**TASK**
Reproduce the records below exactly as they appear.

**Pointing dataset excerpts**
######

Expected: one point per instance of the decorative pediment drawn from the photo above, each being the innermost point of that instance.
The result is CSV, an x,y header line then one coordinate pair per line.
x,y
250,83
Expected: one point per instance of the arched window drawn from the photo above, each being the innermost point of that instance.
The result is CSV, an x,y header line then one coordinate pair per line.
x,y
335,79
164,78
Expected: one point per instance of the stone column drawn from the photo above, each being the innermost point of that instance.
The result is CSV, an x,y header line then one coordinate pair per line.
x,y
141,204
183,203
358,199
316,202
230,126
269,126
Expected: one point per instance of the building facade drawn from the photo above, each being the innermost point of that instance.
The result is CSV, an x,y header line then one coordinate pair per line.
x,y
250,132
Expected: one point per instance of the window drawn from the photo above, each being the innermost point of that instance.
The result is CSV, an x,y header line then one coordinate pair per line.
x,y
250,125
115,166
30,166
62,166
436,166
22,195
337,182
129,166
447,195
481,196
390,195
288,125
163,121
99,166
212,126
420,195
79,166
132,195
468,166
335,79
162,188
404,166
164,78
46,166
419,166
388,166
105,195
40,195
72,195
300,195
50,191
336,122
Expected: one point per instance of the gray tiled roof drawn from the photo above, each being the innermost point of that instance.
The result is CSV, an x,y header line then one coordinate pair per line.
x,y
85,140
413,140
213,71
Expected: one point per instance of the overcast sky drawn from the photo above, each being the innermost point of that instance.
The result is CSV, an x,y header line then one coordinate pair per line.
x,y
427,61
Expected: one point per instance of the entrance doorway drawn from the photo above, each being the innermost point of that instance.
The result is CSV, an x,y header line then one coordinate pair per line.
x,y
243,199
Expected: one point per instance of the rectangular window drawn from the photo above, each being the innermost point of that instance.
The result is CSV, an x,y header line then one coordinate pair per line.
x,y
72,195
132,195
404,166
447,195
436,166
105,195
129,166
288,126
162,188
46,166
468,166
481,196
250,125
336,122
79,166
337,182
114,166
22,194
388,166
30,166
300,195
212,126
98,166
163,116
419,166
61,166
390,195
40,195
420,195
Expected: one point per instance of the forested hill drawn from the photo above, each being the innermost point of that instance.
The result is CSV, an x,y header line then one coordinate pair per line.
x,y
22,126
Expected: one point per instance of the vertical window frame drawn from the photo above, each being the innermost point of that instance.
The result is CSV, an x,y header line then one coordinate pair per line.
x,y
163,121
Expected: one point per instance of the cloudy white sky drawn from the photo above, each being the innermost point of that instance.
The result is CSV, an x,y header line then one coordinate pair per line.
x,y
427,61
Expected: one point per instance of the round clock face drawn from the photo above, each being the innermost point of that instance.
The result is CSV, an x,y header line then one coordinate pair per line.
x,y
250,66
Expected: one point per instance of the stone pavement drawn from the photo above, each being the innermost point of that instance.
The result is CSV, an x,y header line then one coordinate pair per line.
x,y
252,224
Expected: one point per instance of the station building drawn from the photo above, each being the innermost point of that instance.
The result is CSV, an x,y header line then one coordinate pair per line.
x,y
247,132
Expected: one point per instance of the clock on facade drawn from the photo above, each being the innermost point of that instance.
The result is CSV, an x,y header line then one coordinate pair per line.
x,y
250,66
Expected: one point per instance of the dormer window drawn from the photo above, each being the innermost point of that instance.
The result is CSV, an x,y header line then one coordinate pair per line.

######

**WRITTEN ANSWER**
Expected: one point per instance of the decorative pediment drawn from the photo above, each being the innermost point of that instance.
The result is CSV, an x,y header line then one coordinate pair per line.
x,y
250,83
Expected: one point per instance of the arched window drawn from the photo above, each being the innermost point of that instance.
The result is CSV, an x,y header line then one coordinate pair per line.
x,y
335,79
164,78
Expected: one point per instance of the stone column drawn from the photo above, each being the innermost point of that instance.
The result is CSV, an x,y header line then one coordinate pair per line.
x,y
141,204
183,203
358,199
316,202
230,126
269,126
Expected: one point per instance of the building facade drawn from the photo above, each being the innermost point of that instance.
The result is CSV, an x,y header line then one coordinate pair per line.
x,y
250,132
Expected: one point per instance of the window drawn from the photo above, each being the innermost point of that instance.
The result is CSV, an x,y header line then one coordinate pair per line.
x,y
250,125
115,166
30,166
62,166
436,166
22,195
337,182
129,166
447,195
481,196
390,195
288,125
163,121
99,166
212,126
420,195
79,166
132,195
468,166
335,79
162,188
404,166
164,78
46,166
419,166
388,166
105,195
40,195
72,195
300,195
50,191
336,122
Expected: one point per instance of the gray tiled roof drawn from the photo above, each being the innermost point of that instance.
The result is CSV, an x,y header line then one coordinate pair per line.
x,y
85,140
413,140
213,71
Expected: one point per instance of the overcast sky drawn from the photo above, each being the innermost point of that instance.
The result is CSV, an x,y header line then one coordinate pair per line.
x,y
427,61
Expected: one point per instance of the entrance doorway drawn from the photo above, each being the innermost point of that instance.
The result is CSV, an x,y header line then one coordinate pair per line.
x,y
243,199
Expected: one point per instance of the rectangular window drawn from the photo above, each being the innermost point of that instance.
The result is CSV, an x,y header line then one coordinate pair per line.
x,y
72,195
132,195
404,166
447,195
436,166
105,195
129,166
288,126
162,188
46,166
468,166
481,196
250,125
336,122
79,166
337,182
114,166
22,194
388,166
30,166
300,195
212,126
98,166
163,116
419,166
61,166
390,195
40,195
420,195
Expected: one point per instance of the forested hill drawn from the photo above, each being the innermost point of that instance.
The result is CSV, an x,y header line then one coordinate pair per line.
x,y
22,126
Expected: one point per instance of the vertical window frame drawn from the photo above, each being the innermost point of that instance.
The result is CSV, an x,y header line then one coordinate pair per line.
x,y
163,121
Expected: one point per instance of the cloudy white sky drawn from the photo above, each being the innermost point of that instance.
The result is CSV, an x,y header line then one coordinate pair per line.
x,y
427,61
Expected: one point per instance of the round clock face drawn from the photo above, each being the innermost point of that instance.
The result is CSV, an x,y header line then one coordinate pair per line.
x,y
250,66
Expected: one point per instance of the stone pavement drawn from the photo above, each being the innermost point of that instance.
The result is CSV, an x,y header line then one coordinate pair per line.
x,y
252,224
Expected: one point per instance of the station building drawn from the photo above, each being the innermost point of that instance.
The result is CSV, an x,y header line then one coordinate pair per line.
x,y
247,132
Expected: one point per instance of the clock on facade drawn from the photo above, each being the innermost point of that instance.
The result is CSV, an x,y header line then one coordinate pair per line.
x,y
250,66
Expected: one point per instance of the dormer window drawn from the photo above, each being the innermost point of that instance.
The result is CSV, an x,y header line then one coordinate pair per line.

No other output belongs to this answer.